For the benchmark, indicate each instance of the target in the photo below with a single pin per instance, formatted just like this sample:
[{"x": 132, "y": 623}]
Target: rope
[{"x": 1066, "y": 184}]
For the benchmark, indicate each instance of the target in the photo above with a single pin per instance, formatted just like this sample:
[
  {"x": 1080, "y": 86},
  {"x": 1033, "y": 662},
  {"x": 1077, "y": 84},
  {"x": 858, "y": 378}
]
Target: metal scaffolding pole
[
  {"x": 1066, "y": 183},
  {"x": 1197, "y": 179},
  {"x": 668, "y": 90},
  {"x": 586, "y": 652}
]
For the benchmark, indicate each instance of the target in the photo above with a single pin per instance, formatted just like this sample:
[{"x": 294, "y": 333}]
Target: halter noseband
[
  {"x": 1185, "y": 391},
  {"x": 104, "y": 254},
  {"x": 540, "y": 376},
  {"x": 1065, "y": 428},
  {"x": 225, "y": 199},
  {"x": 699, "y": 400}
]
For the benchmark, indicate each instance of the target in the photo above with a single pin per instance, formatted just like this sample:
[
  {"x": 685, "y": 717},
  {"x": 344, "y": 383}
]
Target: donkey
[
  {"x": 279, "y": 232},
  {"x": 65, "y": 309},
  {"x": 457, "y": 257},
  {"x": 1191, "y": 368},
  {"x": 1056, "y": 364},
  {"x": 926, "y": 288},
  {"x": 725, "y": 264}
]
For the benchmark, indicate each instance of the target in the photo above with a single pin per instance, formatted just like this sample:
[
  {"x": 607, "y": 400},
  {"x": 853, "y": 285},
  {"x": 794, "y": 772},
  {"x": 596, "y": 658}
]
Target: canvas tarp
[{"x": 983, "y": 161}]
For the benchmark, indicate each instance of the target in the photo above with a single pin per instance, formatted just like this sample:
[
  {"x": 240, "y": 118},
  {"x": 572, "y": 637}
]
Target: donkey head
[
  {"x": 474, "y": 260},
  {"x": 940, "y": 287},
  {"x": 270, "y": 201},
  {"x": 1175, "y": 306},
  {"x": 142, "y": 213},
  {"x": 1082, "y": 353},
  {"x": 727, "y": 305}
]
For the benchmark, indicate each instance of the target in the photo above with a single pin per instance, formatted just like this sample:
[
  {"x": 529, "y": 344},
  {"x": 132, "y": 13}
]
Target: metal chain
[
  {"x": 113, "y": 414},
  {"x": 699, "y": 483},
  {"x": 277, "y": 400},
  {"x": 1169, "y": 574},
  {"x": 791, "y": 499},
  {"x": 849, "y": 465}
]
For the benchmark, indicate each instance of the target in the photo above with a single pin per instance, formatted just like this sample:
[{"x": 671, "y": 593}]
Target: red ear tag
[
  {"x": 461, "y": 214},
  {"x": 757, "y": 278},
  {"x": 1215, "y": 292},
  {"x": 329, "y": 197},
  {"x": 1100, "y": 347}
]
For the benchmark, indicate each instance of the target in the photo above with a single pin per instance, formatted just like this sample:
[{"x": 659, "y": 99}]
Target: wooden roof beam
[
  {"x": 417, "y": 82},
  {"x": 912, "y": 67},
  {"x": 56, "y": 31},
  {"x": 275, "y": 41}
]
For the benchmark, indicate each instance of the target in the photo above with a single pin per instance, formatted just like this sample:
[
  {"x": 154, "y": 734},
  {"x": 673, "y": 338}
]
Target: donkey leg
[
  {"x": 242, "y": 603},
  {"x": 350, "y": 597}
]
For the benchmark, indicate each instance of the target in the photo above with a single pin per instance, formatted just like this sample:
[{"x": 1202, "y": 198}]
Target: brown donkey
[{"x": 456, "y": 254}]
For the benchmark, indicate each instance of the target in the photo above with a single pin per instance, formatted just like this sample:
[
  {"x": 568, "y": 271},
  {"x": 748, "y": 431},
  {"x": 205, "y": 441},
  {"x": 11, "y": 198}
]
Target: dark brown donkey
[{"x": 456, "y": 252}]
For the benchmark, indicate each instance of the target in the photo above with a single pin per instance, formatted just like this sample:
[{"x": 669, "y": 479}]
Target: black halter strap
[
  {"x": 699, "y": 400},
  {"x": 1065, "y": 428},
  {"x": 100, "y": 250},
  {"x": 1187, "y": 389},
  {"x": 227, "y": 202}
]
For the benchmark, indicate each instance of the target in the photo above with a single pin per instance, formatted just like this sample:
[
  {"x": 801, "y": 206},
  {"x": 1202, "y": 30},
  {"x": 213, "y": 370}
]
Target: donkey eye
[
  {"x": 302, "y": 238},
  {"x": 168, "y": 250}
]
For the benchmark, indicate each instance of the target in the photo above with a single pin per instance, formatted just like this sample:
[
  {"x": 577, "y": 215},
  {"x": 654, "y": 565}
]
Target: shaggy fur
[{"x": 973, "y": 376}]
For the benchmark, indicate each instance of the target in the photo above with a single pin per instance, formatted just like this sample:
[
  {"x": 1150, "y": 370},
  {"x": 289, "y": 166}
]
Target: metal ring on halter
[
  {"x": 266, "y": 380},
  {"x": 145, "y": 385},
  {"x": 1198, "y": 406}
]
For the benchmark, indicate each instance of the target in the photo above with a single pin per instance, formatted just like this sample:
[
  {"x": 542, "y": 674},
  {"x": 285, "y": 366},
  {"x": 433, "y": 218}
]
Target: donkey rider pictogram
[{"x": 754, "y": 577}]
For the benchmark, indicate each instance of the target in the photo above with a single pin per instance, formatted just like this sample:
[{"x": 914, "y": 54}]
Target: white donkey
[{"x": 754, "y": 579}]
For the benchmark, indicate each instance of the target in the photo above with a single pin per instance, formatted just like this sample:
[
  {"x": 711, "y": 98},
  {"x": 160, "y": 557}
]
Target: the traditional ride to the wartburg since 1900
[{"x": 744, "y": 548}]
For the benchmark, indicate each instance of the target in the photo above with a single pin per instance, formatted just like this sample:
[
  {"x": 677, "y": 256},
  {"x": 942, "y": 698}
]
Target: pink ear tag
══════════════════════════════
◆ Aim of the exercise ◆
All of the entries must be quoted exactly; please include each one.

◆ Exercise answer ◆
For the benchmark, indicate each instance of the target in the photo below with a single pin per instance, formatted just like this sample:
[{"x": 132, "y": 623}]
Target: rope
[{"x": 1066, "y": 184}]
For the benchmark, indicate each instance of the target in the photo above with a single pin per instance, formatted just like this sample:
[
  {"x": 1080, "y": 86},
  {"x": 1033, "y": 662},
  {"x": 1077, "y": 84},
  {"x": 858, "y": 378}
]
Target: metal scaffolding pole
[
  {"x": 1066, "y": 183},
  {"x": 1197, "y": 179},
  {"x": 668, "y": 90},
  {"x": 586, "y": 652}
]
For the benchmark, indicate each instance of the target in the photo above with a single pin per instance, formatted just like this sample:
[{"x": 294, "y": 333}]
Target: halter noseband
[
  {"x": 1185, "y": 391},
  {"x": 104, "y": 254},
  {"x": 540, "y": 376},
  {"x": 1065, "y": 428},
  {"x": 225, "y": 199},
  {"x": 699, "y": 400}
]
For the benchmark, indicate each instance of the target in the photo above with a single pin per instance, formatted just like this sample:
[
  {"x": 685, "y": 717},
  {"x": 344, "y": 383}
]
Target: donkey
[
  {"x": 279, "y": 232},
  {"x": 65, "y": 309},
  {"x": 457, "y": 257},
  {"x": 1191, "y": 368},
  {"x": 1056, "y": 364},
  {"x": 926, "y": 288},
  {"x": 725, "y": 264}
]
For the benchmark, indicate each instance of the target in the photo above with a single pin per instance, formatted just like this sample:
[
  {"x": 607, "y": 400},
  {"x": 853, "y": 285},
  {"x": 794, "y": 772},
  {"x": 596, "y": 658}
]
Target: canvas tarp
[{"x": 983, "y": 161}]
For the benchmark, indicate each instance of the target in the photo above with a single pin per instance, formatted just like this sample:
[
  {"x": 240, "y": 118},
  {"x": 572, "y": 637}
]
Target: donkey head
[
  {"x": 474, "y": 260},
  {"x": 940, "y": 287},
  {"x": 270, "y": 201},
  {"x": 1175, "y": 306},
  {"x": 142, "y": 213},
  {"x": 1082, "y": 353},
  {"x": 727, "y": 305}
]
For the benchmark, indicate each instance of the target in the photo above with a single pin per instance, formatted just like this sample:
[
  {"x": 529, "y": 344},
  {"x": 132, "y": 13}
]
Target: metal chain
[
  {"x": 113, "y": 414},
  {"x": 699, "y": 483},
  {"x": 277, "y": 400},
  {"x": 1169, "y": 574},
  {"x": 791, "y": 499},
  {"x": 849, "y": 465}
]
For the benchmark, indicate each instance of the target in the photo above with a single pin per instance, formatted just like this sample:
[{"x": 671, "y": 593}]
Target: red ear tag
[
  {"x": 461, "y": 214},
  {"x": 757, "y": 278},
  {"x": 1215, "y": 292},
  {"x": 329, "y": 197},
  {"x": 1100, "y": 347}
]
For the benchmark, indicate each instance of the target in the photo above with a single pin per instance, formatted just like this sample:
[{"x": 659, "y": 99}]
Target: wooden roof beam
[
  {"x": 417, "y": 82},
  {"x": 912, "y": 67},
  {"x": 56, "y": 31},
  {"x": 275, "y": 41}
]
For the benchmark, indicate each instance of the target in the photo above with a single pin per instance, formatted just like this sample:
[
  {"x": 154, "y": 734},
  {"x": 673, "y": 338}
]
Target: donkey leg
[
  {"x": 242, "y": 603},
  {"x": 350, "y": 597}
]
For the benchmark, indicate each instance of the target in the photo above with a single pin per instance, formatted just like this sample:
[{"x": 1202, "y": 198}]
Target: brown donkey
[{"x": 456, "y": 254}]
For the benchmark, indicate each instance of the target in the photo above with a single pin per instance, formatted just like this sample:
[
  {"x": 568, "y": 271},
  {"x": 748, "y": 431},
  {"x": 205, "y": 441},
  {"x": 11, "y": 198}
]
Target: dark brown donkey
[{"x": 456, "y": 252}]
For the benchmark, indicate each instance of the target in the photo above with a single pin per instance, formatted just like this sample:
[{"x": 669, "y": 479}]
Target: black halter strap
[
  {"x": 699, "y": 400},
  {"x": 1065, "y": 428},
  {"x": 100, "y": 250},
  {"x": 1187, "y": 389},
  {"x": 227, "y": 202}
]
For the benchmark, indicate each instance of the target in the photo above with a single pin per instance, formatted just like this sample:
[
  {"x": 801, "y": 206},
  {"x": 1202, "y": 30},
  {"x": 213, "y": 370}
]
Target: donkey eye
[
  {"x": 302, "y": 238},
  {"x": 168, "y": 250}
]
For the benchmark, indicate each instance of the target in the photo above with a single pin per instance, formatted just like this sample:
[
  {"x": 577, "y": 215},
  {"x": 654, "y": 565}
]
Target: shaggy fur
[{"x": 973, "y": 376}]
For the benchmark, indicate each instance of the target in the photo above with a single pin per instance, formatted just like this sample:
[
  {"x": 1150, "y": 370},
  {"x": 289, "y": 166}
]
Target: metal ring on halter
[
  {"x": 266, "y": 380},
  {"x": 145, "y": 385},
  {"x": 1198, "y": 406}
]
For the benchmark, indicate each instance of the target in the photo above with a single pin per instance, formatted just like this sample:
[
  {"x": 542, "y": 674},
  {"x": 285, "y": 366},
  {"x": 433, "y": 218}
]
Target: donkey rider pictogram
[{"x": 754, "y": 577}]
For the benchmark, indicate each instance of the target in the photo above with a single pin per instance, formatted just like this sample:
[{"x": 914, "y": 54}]
Target: white donkey
[{"x": 754, "y": 579}]
For the benchmark, indicate each instance of the target in the photo above with a single pin per instance, formatted just like this sample:
[
  {"x": 711, "y": 98},
  {"x": 160, "y": 557}
]
Target: the traditional ride to the wartburg since 1900
[{"x": 744, "y": 548}]
For the benchmark, indicate each instance of the target in the photo above with a single pin per instance, formatted just like this sample:
[
  {"x": 677, "y": 256},
  {"x": 942, "y": 698}
]
Target: pink ear tag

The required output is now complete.